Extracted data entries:
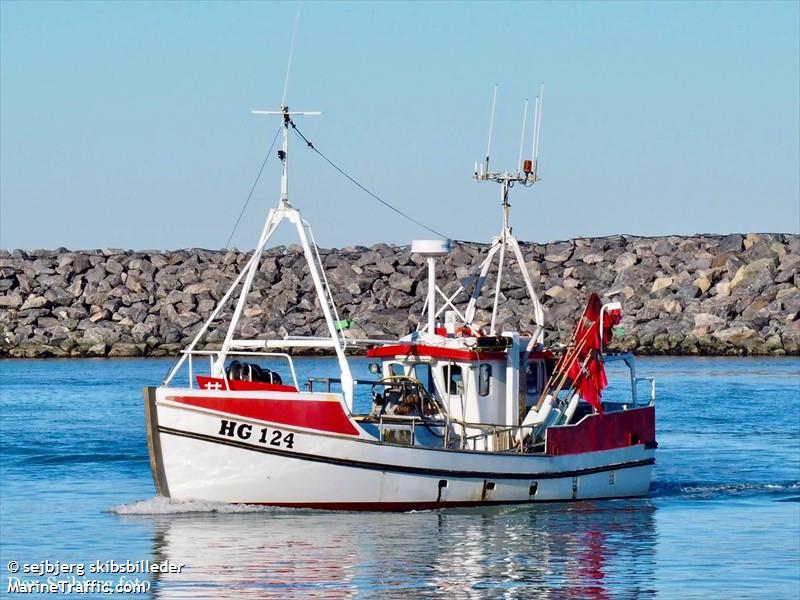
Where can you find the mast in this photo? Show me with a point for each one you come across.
(525, 174)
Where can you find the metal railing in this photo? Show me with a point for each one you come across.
(214, 354)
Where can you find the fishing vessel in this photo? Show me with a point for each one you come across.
(461, 412)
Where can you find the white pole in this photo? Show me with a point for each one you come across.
(431, 295)
(538, 128)
(344, 366)
(522, 134)
(533, 128)
(285, 159)
(491, 127)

▸ **What the task asks**:
Return exactly the run of lines that opens with the one containing "Where can you find the white" and closes with the last line of the records above.

▸ **Result**:
Where can you find the white pole in this photo? Show me with a point for each one you come across.
(431, 295)
(538, 128)
(344, 366)
(522, 134)
(533, 128)
(285, 159)
(491, 127)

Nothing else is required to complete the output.